§ **EXTRAIT DU TEXTE**
_ _ _ _

Ce projet souligne la mobilité et la réalité d’une région qui vit, par-delà la frontière, un destin commun. Il interroge sur la notion de région et souhaite susciter le débat le plus large possible. L’exposition sera présentée simultanément dans des communes suisses et françaises des cantons et départements qui forment le Conseil du Léman.
Pascal Broulis, Président du Gouvernement vaudois et Président du Conseil du Léman
L’exposition Flux rassemble en cinq «galeries», installées face au paysage, les travaux des photographes qui ont reçu carte blanche pour représenter, au cours de l’automne 2008, des hommes et des femmes au travail ou sur le chemin qui les y mène, des paysages ou encore des voies de communication, des situations et des lieux emblématiques de la région Lémanique. Ces photographies dressent une fresque sensible d’un territoire ouvert où des liens dans une multitude de domaines ne cessent de se tisser. La frontière, symbole et marque de l’espace national, se franchit banalement, sans plus d’écueil réel. Elle unit plus qu’elle ne divise. Cependant, elle reste nécessaire, voulue, admise par les Etats qui la dressent. Elle symbolise la limite d’un «chez soi» réconfortant, utile au bon fonctionnement des collectivités publiques œuvrant pour leurs citoyens.

_ _ _ _

§ **EXERCICES**
[A] Dans l'extrait sur l'exposition Flux, en combien de « galeries » les travaux des photographes sont-ils rassemblés ?
[B] Recopiez l'extrait sur l'exposition Flux depuis « Ce projet souligne » jusqu'à « Conseil du Léman. » inclus.

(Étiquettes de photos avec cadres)
_ _ _ _

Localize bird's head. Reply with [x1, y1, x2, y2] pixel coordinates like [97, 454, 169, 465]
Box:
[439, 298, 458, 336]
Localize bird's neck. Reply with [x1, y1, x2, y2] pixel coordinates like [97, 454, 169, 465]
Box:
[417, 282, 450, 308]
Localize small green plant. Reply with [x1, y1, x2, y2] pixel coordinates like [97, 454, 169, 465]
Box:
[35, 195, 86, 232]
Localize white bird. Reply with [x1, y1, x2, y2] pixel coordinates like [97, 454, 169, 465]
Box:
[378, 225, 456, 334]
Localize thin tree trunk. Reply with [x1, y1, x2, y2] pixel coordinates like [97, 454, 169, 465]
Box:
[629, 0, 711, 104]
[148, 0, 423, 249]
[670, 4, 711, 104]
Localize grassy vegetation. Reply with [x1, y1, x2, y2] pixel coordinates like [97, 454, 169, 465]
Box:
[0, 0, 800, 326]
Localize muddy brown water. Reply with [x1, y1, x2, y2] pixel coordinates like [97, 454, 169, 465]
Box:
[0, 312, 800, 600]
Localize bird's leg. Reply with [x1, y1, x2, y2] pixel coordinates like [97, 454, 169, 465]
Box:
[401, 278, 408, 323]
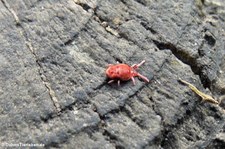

_ _ _ _

§ **RÉSULTATS**
[A] En cinq « galeries », installées face au paysage.

[B]
Ce projet souligne la mobilité et la réalité d’une région qui vit, par-delà la frontière, un destin commun. Il interroge sur la notion de région et souhaite susciter le débat le plus large possible. L’exposition sera présentée simultanément dans des communes suisses et françaises des cantons et départements qui forment le Conseil du Léman.